DIRECTIONS – Please copy each line of the listing below character for character, from start to end.

Saved entries –
##############################
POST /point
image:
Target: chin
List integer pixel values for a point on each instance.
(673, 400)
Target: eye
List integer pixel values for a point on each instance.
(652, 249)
##############################
TASK SOLUTION –
POST /point
image:
Target: chin
List integer pixel values for a point on each instance.
(673, 400)
Target: eye
List integer pixel values for a point on each instance.
(652, 249)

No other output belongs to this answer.